Dataset excerpts:
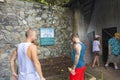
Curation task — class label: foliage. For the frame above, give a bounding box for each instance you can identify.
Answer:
[22,0,71,5]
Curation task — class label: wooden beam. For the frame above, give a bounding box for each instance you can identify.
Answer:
[73,10,80,33]
[81,0,94,7]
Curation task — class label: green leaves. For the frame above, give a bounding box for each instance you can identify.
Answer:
[23,0,70,6]
[40,0,48,5]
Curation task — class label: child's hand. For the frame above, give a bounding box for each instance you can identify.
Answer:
[12,73,18,80]
[70,69,75,75]
[68,67,75,75]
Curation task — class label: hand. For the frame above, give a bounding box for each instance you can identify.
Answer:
[12,73,18,80]
[41,77,46,80]
[70,69,75,75]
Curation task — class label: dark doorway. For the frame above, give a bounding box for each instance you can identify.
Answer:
[102,27,117,63]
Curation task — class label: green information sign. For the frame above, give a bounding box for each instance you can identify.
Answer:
[40,28,55,46]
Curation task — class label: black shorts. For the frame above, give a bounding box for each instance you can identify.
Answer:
[93,51,100,55]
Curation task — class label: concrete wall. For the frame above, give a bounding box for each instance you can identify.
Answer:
[88,0,120,34]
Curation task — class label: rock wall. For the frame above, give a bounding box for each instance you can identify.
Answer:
[0,0,73,79]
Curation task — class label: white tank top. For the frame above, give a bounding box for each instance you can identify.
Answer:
[92,40,100,52]
[17,42,40,80]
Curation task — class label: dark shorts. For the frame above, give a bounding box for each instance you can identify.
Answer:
[93,51,100,56]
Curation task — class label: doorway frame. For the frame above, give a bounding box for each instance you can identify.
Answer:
[102,27,117,63]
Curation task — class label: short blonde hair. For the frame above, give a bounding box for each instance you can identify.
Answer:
[25,28,35,38]
[114,33,120,37]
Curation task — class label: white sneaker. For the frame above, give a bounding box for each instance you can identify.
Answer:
[104,64,108,69]
[115,66,119,70]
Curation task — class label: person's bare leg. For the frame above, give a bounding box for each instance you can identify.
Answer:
[106,61,109,65]
[96,55,100,67]
[92,55,97,67]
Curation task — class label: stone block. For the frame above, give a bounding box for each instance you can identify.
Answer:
[6,8,13,13]
[19,11,25,18]
[25,1,33,8]
[5,26,14,31]
[0,48,2,53]
[33,3,42,9]
[0,34,4,40]
[2,30,13,42]
[14,0,25,7]
[46,18,52,24]
[14,26,21,30]
[26,9,36,15]
[41,13,48,19]
[0,53,8,59]
[35,17,41,21]
[42,6,49,9]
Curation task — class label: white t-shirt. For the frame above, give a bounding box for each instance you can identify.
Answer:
[92,40,100,52]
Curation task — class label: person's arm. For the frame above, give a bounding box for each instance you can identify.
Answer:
[72,44,81,69]
[70,44,81,75]
[10,48,18,79]
[31,45,45,80]
[108,45,111,55]
[108,39,112,55]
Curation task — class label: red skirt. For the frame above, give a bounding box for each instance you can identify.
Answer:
[70,66,86,80]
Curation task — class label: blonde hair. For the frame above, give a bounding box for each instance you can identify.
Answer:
[114,33,120,37]
[25,28,35,38]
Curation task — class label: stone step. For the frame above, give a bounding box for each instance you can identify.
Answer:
[40,56,72,66]
[41,59,71,66]
[46,73,69,80]
[40,56,72,72]
[40,56,72,78]
[43,68,68,77]
[42,61,71,72]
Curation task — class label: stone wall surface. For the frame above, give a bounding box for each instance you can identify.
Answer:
[0,0,73,79]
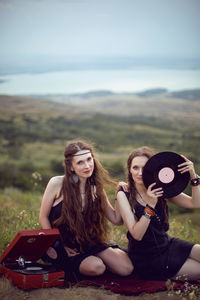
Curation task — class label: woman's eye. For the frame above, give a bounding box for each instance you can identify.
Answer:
[87,157,92,161]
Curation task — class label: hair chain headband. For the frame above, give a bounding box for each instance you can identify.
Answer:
[72,151,91,157]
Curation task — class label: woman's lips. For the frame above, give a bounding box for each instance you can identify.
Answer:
[84,170,91,174]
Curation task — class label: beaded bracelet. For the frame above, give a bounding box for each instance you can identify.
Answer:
[144,205,155,217]
[143,211,151,219]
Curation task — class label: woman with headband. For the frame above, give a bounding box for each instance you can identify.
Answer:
[39,139,133,279]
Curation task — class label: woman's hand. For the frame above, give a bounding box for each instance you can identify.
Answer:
[64,246,80,257]
[146,183,163,208]
[117,181,128,193]
[178,155,196,179]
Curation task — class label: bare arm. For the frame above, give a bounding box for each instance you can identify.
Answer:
[39,176,63,229]
[169,186,200,209]
[169,155,200,209]
[103,190,123,225]
[39,176,80,257]
[117,190,153,241]
[102,181,130,225]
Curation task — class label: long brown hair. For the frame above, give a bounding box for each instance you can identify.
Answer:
[54,139,114,251]
[127,146,168,226]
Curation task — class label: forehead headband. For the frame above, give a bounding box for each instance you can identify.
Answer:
[72,151,91,157]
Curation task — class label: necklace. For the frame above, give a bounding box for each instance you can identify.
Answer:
[136,190,147,206]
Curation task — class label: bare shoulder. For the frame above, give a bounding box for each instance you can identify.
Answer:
[48,175,64,188]
[117,190,127,198]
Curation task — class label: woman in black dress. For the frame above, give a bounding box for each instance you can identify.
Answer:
[39,139,133,279]
[117,146,200,281]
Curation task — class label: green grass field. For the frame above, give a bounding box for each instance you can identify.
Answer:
[0,187,199,254]
[0,93,199,299]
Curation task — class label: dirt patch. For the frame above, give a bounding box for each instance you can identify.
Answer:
[0,276,194,300]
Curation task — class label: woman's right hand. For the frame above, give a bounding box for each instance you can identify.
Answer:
[64,246,80,257]
[146,183,163,208]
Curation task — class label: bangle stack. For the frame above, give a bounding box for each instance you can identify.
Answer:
[143,205,155,219]
[190,175,200,186]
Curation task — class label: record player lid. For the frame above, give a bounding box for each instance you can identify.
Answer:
[0,229,60,264]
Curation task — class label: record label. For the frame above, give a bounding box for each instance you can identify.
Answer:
[142,151,190,198]
[158,167,175,184]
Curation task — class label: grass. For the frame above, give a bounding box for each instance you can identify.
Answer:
[0,188,41,253]
[0,188,199,300]
[0,187,199,255]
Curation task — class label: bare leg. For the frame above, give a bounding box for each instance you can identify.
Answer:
[79,255,106,276]
[189,244,200,262]
[172,244,200,281]
[96,247,134,276]
[172,258,200,281]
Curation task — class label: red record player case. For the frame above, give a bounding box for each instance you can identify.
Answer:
[0,229,65,290]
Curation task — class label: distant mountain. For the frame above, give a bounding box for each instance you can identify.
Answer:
[168,89,200,101]
[134,88,168,98]
[27,88,200,103]
[70,90,115,99]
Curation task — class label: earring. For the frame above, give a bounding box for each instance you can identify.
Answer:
[70,173,79,184]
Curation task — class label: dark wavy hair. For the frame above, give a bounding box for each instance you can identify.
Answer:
[127,146,168,227]
[54,139,115,251]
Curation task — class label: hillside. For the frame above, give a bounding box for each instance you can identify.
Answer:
[0,94,80,118]
[0,92,199,191]
[23,89,200,126]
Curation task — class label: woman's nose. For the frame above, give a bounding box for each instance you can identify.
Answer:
[84,162,89,168]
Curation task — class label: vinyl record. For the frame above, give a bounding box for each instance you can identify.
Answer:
[142,151,190,198]
[14,267,48,275]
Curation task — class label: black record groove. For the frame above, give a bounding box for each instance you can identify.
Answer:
[142,151,190,198]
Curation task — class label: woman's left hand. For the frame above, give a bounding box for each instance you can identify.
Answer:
[117,181,128,192]
[64,246,80,257]
[178,155,196,179]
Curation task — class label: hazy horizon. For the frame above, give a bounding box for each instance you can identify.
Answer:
[1,55,200,77]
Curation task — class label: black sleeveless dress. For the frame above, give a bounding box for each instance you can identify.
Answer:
[124,192,194,280]
[45,201,109,279]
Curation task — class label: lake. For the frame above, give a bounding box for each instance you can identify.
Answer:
[0,68,200,95]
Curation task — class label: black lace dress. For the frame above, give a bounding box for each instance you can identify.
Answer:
[45,201,109,279]
[124,192,194,280]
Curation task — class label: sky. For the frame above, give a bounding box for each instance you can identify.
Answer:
[0,0,200,65]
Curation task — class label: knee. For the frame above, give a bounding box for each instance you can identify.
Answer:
[118,262,134,276]
[80,257,106,276]
[89,259,106,276]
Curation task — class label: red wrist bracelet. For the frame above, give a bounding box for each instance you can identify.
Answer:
[191,175,200,186]
[144,205,155,217]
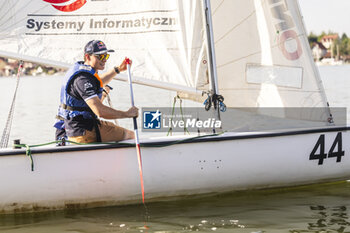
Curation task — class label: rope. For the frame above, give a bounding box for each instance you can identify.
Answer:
[166,95,190,136]
[179,97,190,135]
[13,132,224,171]
[0,61,23,148]
[167,96,177,136]
[25,144,34,171]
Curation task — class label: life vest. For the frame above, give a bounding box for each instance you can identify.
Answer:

# How to complete this task
Where in the records does the word "green" appear? Copy each line that holds it.

# Answer space
Curation task — class label: green leaves. For the frame above, give a bounding box for each instance you can identify.
Curation task — class label: green information sign. For the frame above, give a bounding box for each instance you can identify.
Curation task — class label: green grass field. For the frame above, give a bounding box for each instance you can identify.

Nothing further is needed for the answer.